- _TASK STATEMENT_
Repeat every one of the following lines word for word, leaving the pictures out of your answer.

Lines from a dataset:
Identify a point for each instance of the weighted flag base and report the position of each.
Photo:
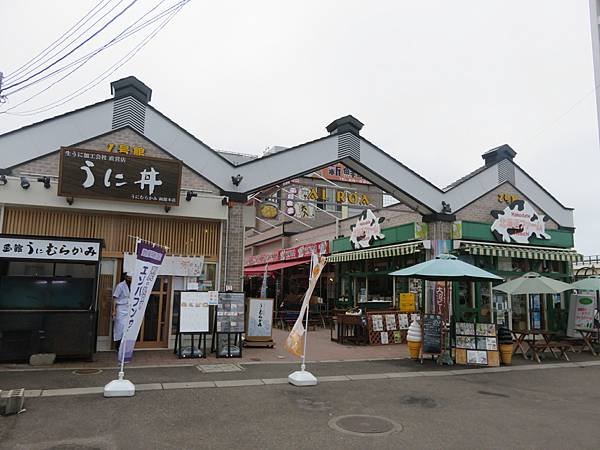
(119, 388)
(302, 378)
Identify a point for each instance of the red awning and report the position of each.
(259, 270)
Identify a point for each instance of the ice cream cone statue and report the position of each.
(414, 339)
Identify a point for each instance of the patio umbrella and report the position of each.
(446, 268)
(588, 284)
(533, 283)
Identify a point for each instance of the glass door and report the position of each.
(154, 331)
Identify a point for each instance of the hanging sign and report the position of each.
(106, 176)
(48, 248)
(366, 230)
(519, 222)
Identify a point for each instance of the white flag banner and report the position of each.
(149, 258)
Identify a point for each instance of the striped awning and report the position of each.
(516, 251)
(374, 253)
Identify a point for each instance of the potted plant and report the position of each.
(505, 345)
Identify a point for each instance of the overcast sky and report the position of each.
(436, 83)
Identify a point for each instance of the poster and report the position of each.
(390, 322)
(194, 312)
(384, 338)
(377, 322)
(260, 317)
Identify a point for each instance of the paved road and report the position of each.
(553, 408)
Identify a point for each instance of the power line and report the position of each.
(105, 74)
(127, 32)
(58, 41)
(75, 49)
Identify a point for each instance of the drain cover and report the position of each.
(87, 371)
(364, 425)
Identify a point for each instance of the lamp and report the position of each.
(190, 195)
(237, 179)
(46, 181)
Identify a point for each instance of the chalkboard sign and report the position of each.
(432, 334)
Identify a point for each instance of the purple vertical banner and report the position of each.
(149, 258)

- _RESPONSE BELOW_
Identify a point for each instance of the weighted flag base and report the position of each.
Photo:
(119, 388)
(302, 378)
Identify a point for each instance of the red awning and report the position of each.
(259, 270)
Identify a point for each instance of the ice cream cone statue and report the position of each.
(414, 339)
Identify a point for each instance of the patio umbrella and report the position of each.
(446, 268)
(588, 284)
(533, 283)
Identify a point for each instance of the glass door and report the position of each.
(154, 331)
Identify a point for each instance of the hanging sign and report the position of each.
(106, 176)
(48, 248)
(366, 230)
(519, 222)
Identify a point for each instance of the white flag banner and report the position of each.
(149, 258)
Identify a point for each instance of the striped awning and report the position of each.
(516, 251)
(374, 253)
Identify a point for each instance of the potted plant and report the position of each.
(505, 345)
Identify a point for each instance of the overcast sky and report the position of each.
(436, 83)
Identify a point for each instance of the poster and report the position of each.
(390, 322)
(194, 312)
(384, 338)
(377, 322)
(260, 317)
Identify a point for each instance of the paved road and report the position of each.
(553, 408)
Identify a point for each instance of the power line and report the position of each.
(105, 74)
(127, 32)
(58, 41)
(75, 49)
Identify a point for each instance of the drain cover and report the position of each.
(87, 371)
(364, 425)
Identify a point for each instance of the lamp and report the position of each.
(190, 195)
(237, 179)
(46, 181)
Identify a point for each instance of the chalkboard sign and report the position of each.
(432, 334)
Identify a point for each instance of the purple vertical banner and report the position of each.
(149, 258)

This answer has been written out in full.